▶ EXERCISE DESCRIPTION
Copy the records word for word. Pictures do not go in.

▶ Region pointing data
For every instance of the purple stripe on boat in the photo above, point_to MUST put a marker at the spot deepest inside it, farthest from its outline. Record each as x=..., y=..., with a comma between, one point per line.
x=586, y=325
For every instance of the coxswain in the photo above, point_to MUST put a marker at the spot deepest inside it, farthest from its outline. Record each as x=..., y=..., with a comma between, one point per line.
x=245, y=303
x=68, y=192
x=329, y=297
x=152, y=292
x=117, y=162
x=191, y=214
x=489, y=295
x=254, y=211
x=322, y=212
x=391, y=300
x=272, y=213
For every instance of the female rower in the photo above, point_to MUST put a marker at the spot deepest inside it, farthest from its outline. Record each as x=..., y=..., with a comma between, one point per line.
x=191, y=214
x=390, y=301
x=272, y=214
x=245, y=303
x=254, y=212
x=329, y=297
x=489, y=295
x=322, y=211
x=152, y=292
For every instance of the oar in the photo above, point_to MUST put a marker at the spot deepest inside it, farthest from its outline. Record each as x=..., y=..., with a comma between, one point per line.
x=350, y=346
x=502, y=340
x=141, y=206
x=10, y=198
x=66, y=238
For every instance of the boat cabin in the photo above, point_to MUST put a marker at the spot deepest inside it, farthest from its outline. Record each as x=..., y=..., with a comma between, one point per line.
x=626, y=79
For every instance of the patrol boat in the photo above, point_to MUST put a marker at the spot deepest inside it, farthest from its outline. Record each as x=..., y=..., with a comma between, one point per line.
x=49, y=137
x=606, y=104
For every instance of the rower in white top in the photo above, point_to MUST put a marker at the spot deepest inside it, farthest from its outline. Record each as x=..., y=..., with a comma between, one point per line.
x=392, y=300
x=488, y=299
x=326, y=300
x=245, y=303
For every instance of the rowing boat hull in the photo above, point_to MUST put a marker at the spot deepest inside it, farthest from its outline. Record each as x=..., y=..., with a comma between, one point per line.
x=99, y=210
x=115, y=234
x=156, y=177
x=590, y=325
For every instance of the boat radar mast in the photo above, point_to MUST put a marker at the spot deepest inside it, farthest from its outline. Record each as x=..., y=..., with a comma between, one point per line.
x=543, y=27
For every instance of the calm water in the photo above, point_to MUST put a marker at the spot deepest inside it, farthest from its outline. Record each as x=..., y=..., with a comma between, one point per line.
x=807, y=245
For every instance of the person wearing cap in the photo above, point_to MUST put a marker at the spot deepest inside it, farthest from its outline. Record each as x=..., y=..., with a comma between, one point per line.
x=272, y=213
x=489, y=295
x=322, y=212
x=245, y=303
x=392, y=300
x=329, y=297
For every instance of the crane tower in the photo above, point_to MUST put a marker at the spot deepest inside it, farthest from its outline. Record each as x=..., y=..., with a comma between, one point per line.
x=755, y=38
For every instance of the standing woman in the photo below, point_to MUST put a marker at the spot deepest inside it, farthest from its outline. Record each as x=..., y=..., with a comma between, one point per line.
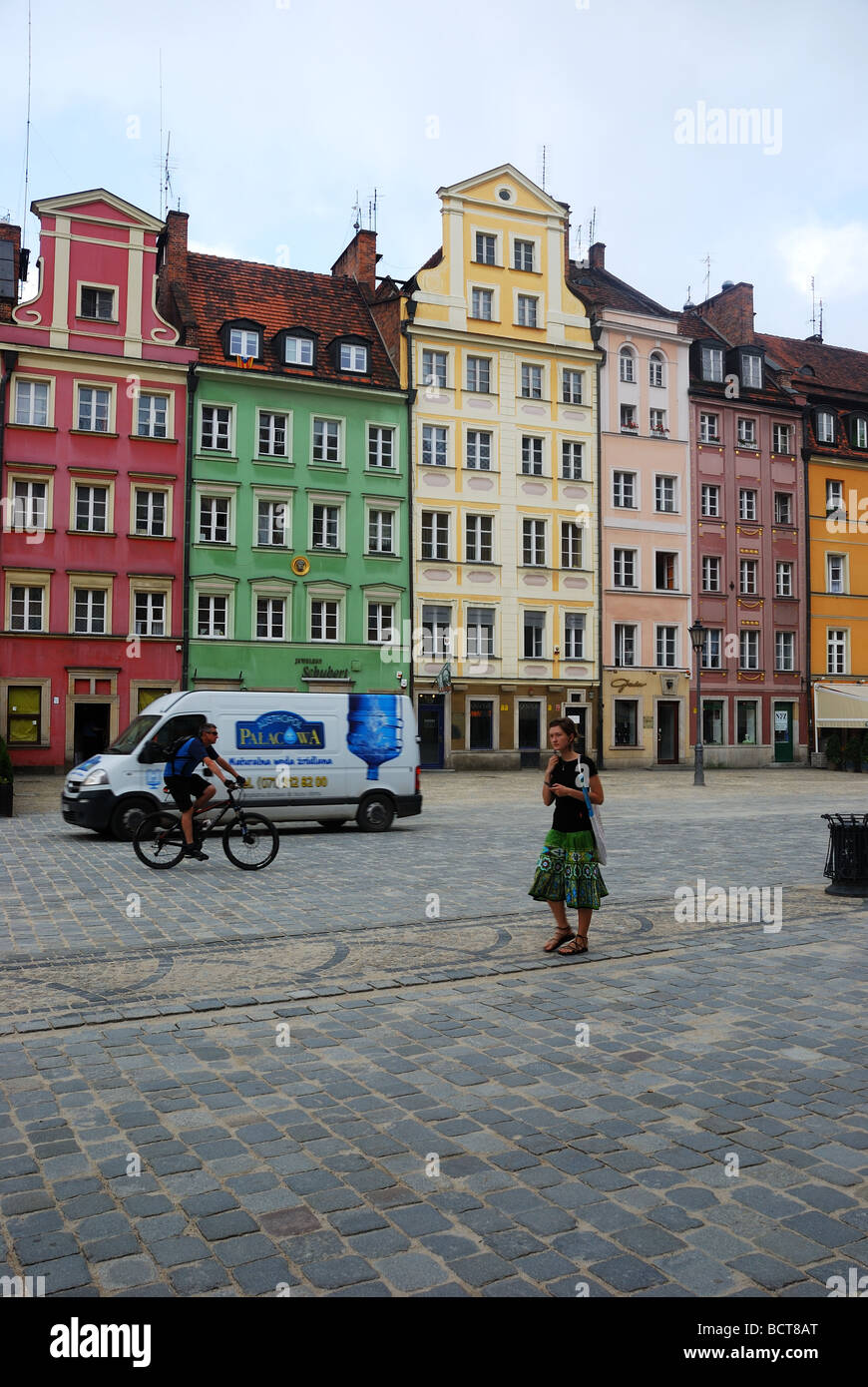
x=568, y=873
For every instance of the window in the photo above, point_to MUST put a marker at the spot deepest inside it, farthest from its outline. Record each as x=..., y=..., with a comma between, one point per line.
x=835, y=573
x=783, y=508
x=572, y=459
x=97, y=302
x=27, y=609
x=665, y=572
x=272, y=434
x=665, y=494
x=89, y=612
x=213, y=612
x=436, y=632
x=627, y=365
x=479, y=539
x=533, y=543
x=480, y=632
x=481, y=304
x=434, y=534
x=217, y=423
x=380, y=447
x=570, y=545
x=380, y=623
x=150, y=512
x=708, y=427
x=783, y=580
x=150, y=614
x=434, y=369
x=531, y=381
x=747, y=576
x=214, y=519
x=625, y=644
x=531, y=455
x=667, y=647
x=270, y=523
x=298, y=351
x=95, y=406
x=825, y=426
x=711, y=646
x=785, y=651
x=836, y=651
x=711, y=363
x=575, y=636
x=523, y=254
x=354, y=356
x=625, y=568
x=625, y=490
x=747, y=431
x=29, y=501
x=91, y=508
x=713, y=721
x=534, y=634
x=573, y=387
x=526, y=311
x=380, y=532
x=32, y=402
x=270, y=619
x=626, y=721
x=242, y=341
x=746, y=722
x=779, y=438
x=479, y=374
x=710, y=573
x=326, y=527
x=324, y=621
x=486, y=248
x=710, y=500
x=479, y=450
x=326, y=440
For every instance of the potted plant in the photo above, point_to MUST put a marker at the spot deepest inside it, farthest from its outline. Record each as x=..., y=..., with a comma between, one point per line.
x=6, y=782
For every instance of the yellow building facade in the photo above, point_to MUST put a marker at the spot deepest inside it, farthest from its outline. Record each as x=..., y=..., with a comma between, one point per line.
x=505, y=480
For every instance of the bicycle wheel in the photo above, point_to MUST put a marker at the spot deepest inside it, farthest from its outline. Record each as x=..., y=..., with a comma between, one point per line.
x=251, y=842
x=160, y=841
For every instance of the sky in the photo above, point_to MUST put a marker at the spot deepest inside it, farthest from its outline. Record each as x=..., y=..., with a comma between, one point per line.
x=281, y=111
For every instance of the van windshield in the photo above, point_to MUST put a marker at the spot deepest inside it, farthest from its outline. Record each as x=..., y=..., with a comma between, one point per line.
x=129, y=739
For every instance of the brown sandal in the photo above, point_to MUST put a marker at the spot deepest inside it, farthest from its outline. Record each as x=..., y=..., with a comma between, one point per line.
x=579, y=943
x=556, y=941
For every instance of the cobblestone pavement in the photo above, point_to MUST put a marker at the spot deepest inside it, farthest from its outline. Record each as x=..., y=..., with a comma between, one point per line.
x=295, y=1080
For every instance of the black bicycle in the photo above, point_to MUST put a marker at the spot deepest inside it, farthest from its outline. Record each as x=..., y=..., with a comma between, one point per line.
x=249, y=841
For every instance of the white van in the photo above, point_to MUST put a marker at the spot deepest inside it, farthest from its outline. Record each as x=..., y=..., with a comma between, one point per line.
x=305, y=756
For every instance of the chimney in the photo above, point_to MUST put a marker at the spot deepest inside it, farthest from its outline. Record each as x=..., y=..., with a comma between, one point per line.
x=359, y=259
x=10, y=269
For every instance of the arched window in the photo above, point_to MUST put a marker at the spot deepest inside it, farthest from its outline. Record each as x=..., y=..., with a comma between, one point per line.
x=627, y=359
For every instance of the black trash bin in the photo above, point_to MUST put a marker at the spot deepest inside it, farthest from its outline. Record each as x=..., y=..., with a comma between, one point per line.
x=847, y=856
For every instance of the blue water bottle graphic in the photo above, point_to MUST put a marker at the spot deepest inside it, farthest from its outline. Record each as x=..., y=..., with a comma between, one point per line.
x=374, y=729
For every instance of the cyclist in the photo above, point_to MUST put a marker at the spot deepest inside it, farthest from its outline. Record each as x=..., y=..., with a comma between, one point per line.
x=185, y=786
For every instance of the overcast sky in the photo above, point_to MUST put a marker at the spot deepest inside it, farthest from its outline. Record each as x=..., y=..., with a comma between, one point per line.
x=280, y=110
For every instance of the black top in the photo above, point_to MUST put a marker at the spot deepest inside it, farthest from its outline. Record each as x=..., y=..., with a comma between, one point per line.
x=570, y=813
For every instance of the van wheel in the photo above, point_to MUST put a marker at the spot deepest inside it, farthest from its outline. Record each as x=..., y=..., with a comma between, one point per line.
x=376, y=814
x=128, y=816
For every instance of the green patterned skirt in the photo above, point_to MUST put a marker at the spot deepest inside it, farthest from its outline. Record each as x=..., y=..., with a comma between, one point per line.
x=568, y=870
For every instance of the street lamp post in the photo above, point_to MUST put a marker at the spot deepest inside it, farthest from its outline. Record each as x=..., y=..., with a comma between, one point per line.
x=697, y=633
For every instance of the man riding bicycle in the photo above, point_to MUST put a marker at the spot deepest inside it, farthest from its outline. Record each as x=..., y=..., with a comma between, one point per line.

▶ REPLY
For every instance of the purple stripe on boat in the photo above, point_to MUST put a marker at the spot deepest inside it, farthest from its outline. Record each as x=..., y=..., with a comma between, one point per line.
x=586, y=325
For every instance of the coxswain in the photo above, point_to MUST put a marker at the spot deepest inside it, farthest from its outline. Record each as x=..., y=..., with a comma between, one point per line.
x=245, y=303
x=68, y=192
x=329, y=297
x=152, y=292
x=117, y=162
x=191, y=214
x=489, y=295
x=254, y=211
x=322, y=212
x=391, y=300
x=272, y=213
For every instance of the female rower in the photo above, point_to MUST put a marker at the spot deepest inside it, farthest from its outline. Record each as x=..., y=..., with a comma between, one point per line.
x=191, y=214
x=390, y=301
x=272, y=214
x=245, y=303
x=254, y=212
x=329, y=297
x=489, y=295
x=322, y=211
x=152, y=292
For every instance of the oar in the photo above, point_to MUST put a marker at the spot deepest inside it, farthest from its outline. Record each as x=..., y=..., with a comma between, one point per line.
x=350, y=346
x=502, y=340
x=141, y=206
x=10, y=198
x=66, y=238
For every instance of the boat cabin in the photo above, point_to MUST put a marker at the spot deepest inside it, farthest from its outline. Record each as x=..., y=..., with a comma between, one point per line.
x=626, y=79
For every instance of the patrol boat in the photo above, point_to MUST put a marker at the spot deepest inside it, farthest from its outline. Record each as x=..., y=..., with a comma between, one point per line.
x=49, y=137
x=606, y=104
For every instance of the rower in white top in the photo above, point_to MUST put a marker at the spot deepest inside it, farthest from its outline. Record each as x=..., y=..., with a comma between, one point per line.
x=392, y=300
x=488, y=299
x=326, y=300
x=245, y=303
For every instance of the rowing boat hull in the photo above, point_to MUST put a marker at the spot deepest inside it, farthest from its outline. Record each as x=..., y=..., with a comma between, one point per line.
x=99, y=210
x=115, y=234
x=156, y=177
x=590, y=325
For every instance of the boat radar mast in the photo above, point_to MUST put a marker at the spot deepest inside it, farthest from its outline. Record each as x=..., y=..., with a comma between, one point per line.
x=543, y=27
For every instance of the calm water in the photo above, point_to MUST put a marker at the spot deepest inside it, farthest from its outline. Record each as x=..., y=..., with a comma between, one point per line.
x=807, y=245
For every instance of the person wearing cap in the photo above, point_to MUST put a marker at the spot deepest inside it, farthest from its outline. Record each as x=..., y=..., with a comma between, one point per line.
x=272, y=213
x=489, y=295
x=322, y=212
x=245, y=303
x=392, y=300
x=329, y=297
For every instance of the crane tower in the photo above, point_to MUST put a marker at the spot deepest inside it, farthest from its outline. Record each as x=..., y=..., with a comma between, one point per line.
x=755, y=38
For every instance of the standing woman in the photo below, point_to MUST put a marker at the spot deepest inside it, farthest from its outline. Record each as x=..., y=..., with a comma between, one point per line.
x=568, y=873
For every instance of the window in the photo above, point_to MUST put a marker at the spot deepest inside it, farthest from its outline. Record each as x=..., y=..., with a comma between, one point per line.
x=835, y=573
x=783, y=508
x=572, y=459
x=97, y=302
x=27, y=609
x=665, y=572
x=272, y=434
x=665, y=494
x=89, y=612
x=213, y=612
x=436, y=632
x=627, y=365
x=479, y=539
x=533, y=543
x=480, y=632
x=481, y=304
x=434, y=534
x=217, y=423
x=380, y=447
x=570, y=545
x=380, y=623
x=150, y=512
x=708, y=427
x=783, y=580
x=150, y=614
x=434, y=369
x=531, y=381
x=747, y=576
x=214, y=519
x=625, y=644
x=531, y=455
x=667, y=647
x=270, y=523
x=298, y=351
x=95, y=406
x=825, y=426
x=711, y=646
x=785, y=651
x=836, y=651
x=711, y=363
x=575, y=636
x=523, y=254
x=354, y=356
x=625, y=568
x=625, y=490
x=747, y=431
x=29, y=501
x=91, y=508
x=713, y=721
x=534, y=634
x=573, y=387
x=526, y=311
x=380, y=532
x=32, y=402
x=270, y=619
x=626, y=721
x=242, y=341
x=746, y=722
x=779, y=438
x=479, y=374
x=710, y=573
x=326, y=527
x=324, y=621
x=486, y=248
x=710, y=500
x=479, y=450
x=326, y=440
For every instance of the potted plant in the photo above, point_to MUST put a marker at the spot deepest inside it, farthest from its outline. Record each as x=..., y=..., with a comma between, one point per line.
x=6, y=782
For every instance of the yellow building facade in the photo above, point_to MUST put a marker at the spot deepest inside it, farthest from its outline. Record each as x=..., y=..., with a comma between, one point per line.
x=505, y=480
For every instance of the bicycle wheel in the photo above, point_to MUST put a marker at the spot deepest inside it, farthest from its outline. Record each as x=..., y=..., with a comma between, one point per line.
x=251, y=842
x=160, y=841
For every instance of the sky in the photo above, point_to MUST put a marker at the spot deepest inside it, farthest from its outline. Record each as x=..., y=..., with a comma between, one point per line.
x=281, y=111
For every instance of the van windshield in the photo above, point_to MUST put a marker at the spot deepest inside it, farthest from its outline. Record each as x=..., y=..., with a comma between, one point per line.
x=129, y=739
For every instance of the brown sandal in the photo above, point_to MUST put a marker at the spot deepest inside it, farthest from its outline. Record each as x=..., y=..., with a comma between, one point per line.
x=579, y=943
x=556, y=941
For every instance of the cobblestone pavement in the photo above, point_to MUST put a marker at the spot deepest inside it, farthest from its outline. Record each as x=..., y=..., with a comma between, one point per line.
x=295, y=1080
For every instance of the black bicycle in the photo above, point_to MUST put a marker at the spot deepest inside it, farthest from its outline. Record each as x=..., y=..., with a comma between, one point per line.
x=249, y=841
For every instance of the white van in the photo above, point_to MUST put a marker at the spot deepest inside it, farthest from its outline. Record each as x=..., y=..., with a comma between, one point per line.
x=305, y=756
For every instance of the chimney in the photo above, point_to MUST put a marker at the spot deepest inside it, farthest from its outline. Record each as x=..., y=..., with a comma between, one point per line.
x=359, y=259
x=10, y=269
For every instance of the arched window in the photo above, point_to MUST put a marker at the spot deepest inside it, farthest from its outline. Record each as x=..., y=..., with a comma between, one point per line.
x=627, y=359
For every instance of the black trash bin in the photo above, point_to MUST put a marker at the spot deepest inside it, farthest from its outline. Record each as x=..., y=..., with a comma between, one point per line.
x=847, y=856
For every instance of the blue water bottle graphic in the photo above, point_to MUST put a marker at the spot deepest inside it, farthest from its outline. Record each as x=..., y=..., with a comma between, one point per line.
x=374, y=729
For every instance of the cyclist in the photo above, point_to MUST put a marker at the spot deepest inside it, farthest from its outline. Record each as x=..., y=..., with a comma between, one point per line.
x=185, y=786
For every instance of the overcast sky in the photo above, point_to MUST put a marker at the spot deepest inside it, farthest from its outline. Record each as x=..., y=..., with a comma between, one point per line.
x=280, y=110
For every instance of the black top in the photo above, point_to MUST put a marker at the spot deepest inside it, farthest from its outline. Record each as x=..., y=..., with a comma between, one point per line.
x=570, y=813
For every instance of the van wheel in the photo above, point_to MUST put a marker at the spot deepest inside it, farthest from its outline. Record each as x=..., y=..., with a comma between, one point per line.
x=376, y=814
x=128, y=816
For every instance of the green patterned skirt in the photo above, point_to MUST put a marker at the spot deepest inside it, farthest from its outline. Record each as x=..., y=..., with a comma between, one point per line.
x=568, y=870
For every instance of the street lamp post in the photo above, point_to MUST put a marker at the spot deepest inside it, farthest from its outline. Record each as x=..., y=..., with a comma between, one point per line.
x=697, y=633
For every instance of the man riding bicycle in the photo above, point_to MUST put a marker at the spot deepest inside it, farthest from its outline. Record each as x=..., y=..., with a comma between, one point per line.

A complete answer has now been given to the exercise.